São Paulo – Governadores de todo o país se reúnem na próxima quarta-feira (13) em Brasília com os presidentes da Câmara, Henrique Eduardo Alves (PMDB-RN), e do Senado, Renan Calheiros (PMDB-AL), para continuar as discussões sobre o novo pacto federativo. Os líderes das bancadas partidárias no Congresso também participarão do encontro, que pretende definir uma “agenda comum” que permita avançar – ou seja, conseguir consensos mínimos – em assuntos espinhosos, como reforma tributária, distribuição do Fundo de Participação dos Estados e Municípios, guerra fiscal e repactuação das dívidas estaduais com a União.

“Pedi a cada um deles (governadores) que traga uma pauta mínima, dois ou três assuntos. Não adianta apresentar 20 temas, pois isso não resolve nada”, disse hoje (11) o presidente da Câmara durante entrevista coletiva na sede estadual do PMDB em Natal (RN). De acordo com Alves, o atual pacto federativo está “esgotado” e a situação dos municípios, cada dia pior. “Sou de um tempo em que o município era o primo pobre da nação, mas hoje é o paupérrimo. Esse ente está muito defasado nas questões orçamentária, administrativa e política. Os estados também estão com problemas. Não podemos ficar assim.”

De maneira geral, o pacto federativo pode ser entendido como a partilha de atribuições e recursos públicos entre os quatro entes federativos definidos pela Constituição de 1988: União, Distrito Federal, estados e municípios. A Carta define, por exemplo, que o governo federal é responsável pela proteção das fronteiras, que os governos estaduais devem zelar pela segurança pública e os municípios ficam encarregados de pavimentar ruas e avenidas. E assim com uma série de obrigações. Para que possam exercer todas suas funções constitucionais, os entes precisam de recursos financeiros – e estes vêm dos impostos e contribuições pagos por cada cidadão e empresa do país.

Concentração

Os tributos sempre foram majoritariamente para a União. Hoje em dia, porém, os cofres federais ficam com cerca de 60% de todas as taxas cobradas no Brasil. Os estados retêm 25% e os municípios, apenas 15% do bolo fiscal. Aqui começam os problemas, uma vez que os governos estaduais e municipais há anos se queixam da “elevada” concentração dos impostos em posse da União. Querem ter direito a maiores fatias tributárias. Dizem que, assim, poderão cumprir com algumas atribuições que, hoje, devido à falta de dinheiro, não conseguem realizar. O povo é quem mais se prejudica.

“Historicamente, não tem havido clareza suficiente sobre quem tem a responsabilidade de executar determinadas políticas públicas, como habitação, assistência social, saúde e educação”, explica Antônio Augusto de Queiroz, analista do Departamento Intersindical de Assessoria Parlamentar (Diap). “Como existe dúvida, é preciso um novo pacto federativo que defina quais são os tributos que os estados podem cobrar e quais os limites para não haver problemas.”

▶ [Dados registrados]
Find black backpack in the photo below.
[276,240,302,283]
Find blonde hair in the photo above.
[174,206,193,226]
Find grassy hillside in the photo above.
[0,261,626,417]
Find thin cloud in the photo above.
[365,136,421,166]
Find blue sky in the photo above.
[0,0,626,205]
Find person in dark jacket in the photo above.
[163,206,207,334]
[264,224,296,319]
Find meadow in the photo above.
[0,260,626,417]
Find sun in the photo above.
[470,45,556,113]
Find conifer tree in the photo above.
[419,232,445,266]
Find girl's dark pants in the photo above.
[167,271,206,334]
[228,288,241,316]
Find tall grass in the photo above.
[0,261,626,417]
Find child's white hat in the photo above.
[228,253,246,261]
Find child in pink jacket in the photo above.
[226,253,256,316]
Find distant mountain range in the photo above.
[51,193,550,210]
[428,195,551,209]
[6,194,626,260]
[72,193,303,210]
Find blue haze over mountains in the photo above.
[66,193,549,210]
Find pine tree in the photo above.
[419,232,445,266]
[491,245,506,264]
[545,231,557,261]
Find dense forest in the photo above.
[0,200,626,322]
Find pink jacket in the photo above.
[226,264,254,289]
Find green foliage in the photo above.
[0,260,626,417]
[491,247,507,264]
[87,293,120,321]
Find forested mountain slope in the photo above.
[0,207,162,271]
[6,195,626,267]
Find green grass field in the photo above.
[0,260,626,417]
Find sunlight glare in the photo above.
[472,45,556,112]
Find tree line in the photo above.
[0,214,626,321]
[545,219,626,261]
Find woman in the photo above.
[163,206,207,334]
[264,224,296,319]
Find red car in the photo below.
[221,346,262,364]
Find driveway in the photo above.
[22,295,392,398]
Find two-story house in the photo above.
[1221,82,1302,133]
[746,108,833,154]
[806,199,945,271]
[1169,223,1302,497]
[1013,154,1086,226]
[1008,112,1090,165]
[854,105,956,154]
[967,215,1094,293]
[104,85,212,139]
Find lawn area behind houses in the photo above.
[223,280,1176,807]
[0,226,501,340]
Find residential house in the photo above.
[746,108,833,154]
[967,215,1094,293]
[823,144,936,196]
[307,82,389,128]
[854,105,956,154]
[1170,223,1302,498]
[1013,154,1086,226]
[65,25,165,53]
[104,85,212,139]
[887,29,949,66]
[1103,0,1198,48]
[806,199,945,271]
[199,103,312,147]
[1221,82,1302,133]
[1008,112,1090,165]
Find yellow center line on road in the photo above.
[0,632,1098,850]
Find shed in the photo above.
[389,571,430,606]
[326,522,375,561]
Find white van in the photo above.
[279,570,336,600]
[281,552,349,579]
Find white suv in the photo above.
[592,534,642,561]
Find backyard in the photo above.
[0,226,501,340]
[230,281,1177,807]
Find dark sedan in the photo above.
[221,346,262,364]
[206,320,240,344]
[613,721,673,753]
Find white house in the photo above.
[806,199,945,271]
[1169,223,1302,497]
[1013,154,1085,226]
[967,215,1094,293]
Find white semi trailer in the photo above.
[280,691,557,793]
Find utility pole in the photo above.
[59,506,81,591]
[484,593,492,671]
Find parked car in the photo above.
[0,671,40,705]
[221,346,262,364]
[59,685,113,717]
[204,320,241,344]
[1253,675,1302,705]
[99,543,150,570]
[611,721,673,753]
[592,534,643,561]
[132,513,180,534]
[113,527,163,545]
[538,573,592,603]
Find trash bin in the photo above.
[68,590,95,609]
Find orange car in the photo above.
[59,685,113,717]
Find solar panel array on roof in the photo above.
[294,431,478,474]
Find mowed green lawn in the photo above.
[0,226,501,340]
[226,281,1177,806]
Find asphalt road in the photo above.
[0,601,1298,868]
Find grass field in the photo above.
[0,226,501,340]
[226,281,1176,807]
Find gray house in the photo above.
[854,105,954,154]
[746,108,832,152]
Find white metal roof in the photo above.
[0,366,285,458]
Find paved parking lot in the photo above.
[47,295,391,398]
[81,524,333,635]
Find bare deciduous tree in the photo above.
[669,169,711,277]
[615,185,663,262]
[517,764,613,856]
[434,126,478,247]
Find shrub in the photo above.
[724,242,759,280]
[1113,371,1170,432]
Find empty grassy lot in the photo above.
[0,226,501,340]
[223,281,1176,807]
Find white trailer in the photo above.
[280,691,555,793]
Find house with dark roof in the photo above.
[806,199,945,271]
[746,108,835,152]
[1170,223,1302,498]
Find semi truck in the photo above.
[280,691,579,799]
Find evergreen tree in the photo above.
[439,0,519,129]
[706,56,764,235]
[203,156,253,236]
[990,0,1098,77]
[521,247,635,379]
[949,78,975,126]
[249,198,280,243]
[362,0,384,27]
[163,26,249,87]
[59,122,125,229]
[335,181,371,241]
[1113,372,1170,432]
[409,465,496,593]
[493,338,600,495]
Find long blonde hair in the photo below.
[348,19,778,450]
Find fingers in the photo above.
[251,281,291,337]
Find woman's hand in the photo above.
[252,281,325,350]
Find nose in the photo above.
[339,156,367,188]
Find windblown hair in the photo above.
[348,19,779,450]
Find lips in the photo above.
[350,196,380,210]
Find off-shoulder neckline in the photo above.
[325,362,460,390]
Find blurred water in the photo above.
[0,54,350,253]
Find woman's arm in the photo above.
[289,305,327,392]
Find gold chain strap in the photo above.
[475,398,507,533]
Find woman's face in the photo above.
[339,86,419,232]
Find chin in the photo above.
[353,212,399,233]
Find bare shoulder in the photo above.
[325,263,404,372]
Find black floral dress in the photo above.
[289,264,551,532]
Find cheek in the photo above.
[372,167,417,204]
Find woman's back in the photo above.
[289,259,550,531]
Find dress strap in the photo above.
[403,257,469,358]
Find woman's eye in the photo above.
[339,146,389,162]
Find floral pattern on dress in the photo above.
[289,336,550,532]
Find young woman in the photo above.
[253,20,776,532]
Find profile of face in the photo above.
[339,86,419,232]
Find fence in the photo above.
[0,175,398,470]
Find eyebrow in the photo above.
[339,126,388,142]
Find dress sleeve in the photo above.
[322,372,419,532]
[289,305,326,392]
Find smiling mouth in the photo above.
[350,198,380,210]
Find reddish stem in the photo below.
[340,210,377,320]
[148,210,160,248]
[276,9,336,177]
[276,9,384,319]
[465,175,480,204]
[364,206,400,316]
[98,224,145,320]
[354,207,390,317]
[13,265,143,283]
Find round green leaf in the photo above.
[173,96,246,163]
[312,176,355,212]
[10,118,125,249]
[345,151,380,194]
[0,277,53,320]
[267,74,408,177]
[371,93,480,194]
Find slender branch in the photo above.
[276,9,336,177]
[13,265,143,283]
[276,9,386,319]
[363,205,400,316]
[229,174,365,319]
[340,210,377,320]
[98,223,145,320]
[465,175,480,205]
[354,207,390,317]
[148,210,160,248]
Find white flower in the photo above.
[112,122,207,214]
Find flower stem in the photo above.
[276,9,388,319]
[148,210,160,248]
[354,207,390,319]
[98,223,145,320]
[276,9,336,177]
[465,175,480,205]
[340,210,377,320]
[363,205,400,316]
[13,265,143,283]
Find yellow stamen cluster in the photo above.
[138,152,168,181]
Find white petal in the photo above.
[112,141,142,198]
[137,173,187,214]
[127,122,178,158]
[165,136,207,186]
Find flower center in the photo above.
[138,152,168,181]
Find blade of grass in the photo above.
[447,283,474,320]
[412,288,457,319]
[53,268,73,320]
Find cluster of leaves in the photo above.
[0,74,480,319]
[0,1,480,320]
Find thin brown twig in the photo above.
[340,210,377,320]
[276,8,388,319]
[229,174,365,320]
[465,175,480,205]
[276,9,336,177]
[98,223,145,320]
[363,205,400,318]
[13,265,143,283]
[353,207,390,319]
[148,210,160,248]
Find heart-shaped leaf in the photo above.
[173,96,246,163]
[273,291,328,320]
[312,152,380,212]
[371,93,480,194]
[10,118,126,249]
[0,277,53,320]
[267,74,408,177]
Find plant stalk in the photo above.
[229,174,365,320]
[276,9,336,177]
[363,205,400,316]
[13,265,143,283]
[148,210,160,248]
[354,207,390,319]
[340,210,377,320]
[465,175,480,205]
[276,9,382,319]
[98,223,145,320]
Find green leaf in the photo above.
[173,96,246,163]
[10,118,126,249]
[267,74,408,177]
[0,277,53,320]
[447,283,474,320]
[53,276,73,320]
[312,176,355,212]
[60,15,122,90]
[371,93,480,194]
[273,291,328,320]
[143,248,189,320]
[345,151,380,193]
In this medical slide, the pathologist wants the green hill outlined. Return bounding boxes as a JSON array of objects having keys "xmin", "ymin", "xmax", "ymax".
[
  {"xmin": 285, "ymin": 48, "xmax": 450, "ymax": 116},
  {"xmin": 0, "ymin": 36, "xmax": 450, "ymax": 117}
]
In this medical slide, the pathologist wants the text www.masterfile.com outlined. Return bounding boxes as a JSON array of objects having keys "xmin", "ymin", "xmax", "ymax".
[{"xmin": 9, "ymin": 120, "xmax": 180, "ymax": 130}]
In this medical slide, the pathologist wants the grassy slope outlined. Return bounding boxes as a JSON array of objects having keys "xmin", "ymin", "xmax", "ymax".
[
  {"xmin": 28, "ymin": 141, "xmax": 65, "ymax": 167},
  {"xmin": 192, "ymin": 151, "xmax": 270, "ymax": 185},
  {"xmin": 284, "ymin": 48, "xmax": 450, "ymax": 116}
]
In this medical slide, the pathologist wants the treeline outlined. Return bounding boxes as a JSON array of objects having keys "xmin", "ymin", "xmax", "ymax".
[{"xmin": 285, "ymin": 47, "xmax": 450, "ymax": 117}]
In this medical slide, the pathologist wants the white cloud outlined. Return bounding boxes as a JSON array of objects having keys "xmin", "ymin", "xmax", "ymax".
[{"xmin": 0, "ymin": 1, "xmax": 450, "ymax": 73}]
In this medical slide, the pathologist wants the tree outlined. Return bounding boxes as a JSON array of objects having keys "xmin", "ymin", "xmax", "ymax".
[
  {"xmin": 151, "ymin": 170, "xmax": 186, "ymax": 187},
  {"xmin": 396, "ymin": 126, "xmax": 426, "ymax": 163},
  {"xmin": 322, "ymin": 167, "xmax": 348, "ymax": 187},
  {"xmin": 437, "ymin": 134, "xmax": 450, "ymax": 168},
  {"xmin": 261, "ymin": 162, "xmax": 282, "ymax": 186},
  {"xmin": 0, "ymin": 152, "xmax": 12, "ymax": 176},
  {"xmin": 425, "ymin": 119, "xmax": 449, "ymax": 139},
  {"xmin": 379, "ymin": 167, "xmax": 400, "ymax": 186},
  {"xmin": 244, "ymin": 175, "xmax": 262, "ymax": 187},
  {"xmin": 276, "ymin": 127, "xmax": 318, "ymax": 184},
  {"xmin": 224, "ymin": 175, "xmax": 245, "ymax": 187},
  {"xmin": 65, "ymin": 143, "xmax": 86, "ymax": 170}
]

▶ [Tarefa do exercício 1]
De acordo com o texto sobre o pacto federativo, qual percentual de todas as taxas cobradas no Brasil fica hoje com os cofres federais?
▶ [Tarefa do exercício 2]
Reproduza do texto sobre o pacto federativo tudo o que vai de "Os tributos sempre" até "mais se prejudica.".
Os registros não têm relação com o texto.

▶ [Resposta 1]
Cerca de 60%.

▶ [Resposta 2]
Os tributos sempre foram majoritariamente para a União. Hoje em dia, porém, os cofres federais ficam com cerca de 60% de todas as taxas cobradas no Brasil. Os estados retêm 25% e os municípios, apenas 15% do bolo fiscal. Aqui começam os problemas, uma vez que os governos estaduais e municipais há anos se queixam da “elevada” concentração dos impostos em posse da União. Querem ter direito a maiores fatias tributárias. Dizem que, assim, poderão cumprir com algumas atribuições que, hoje, devido à falta de dinheiro, não conseguem realizar. O povo é quem mais se prejudica.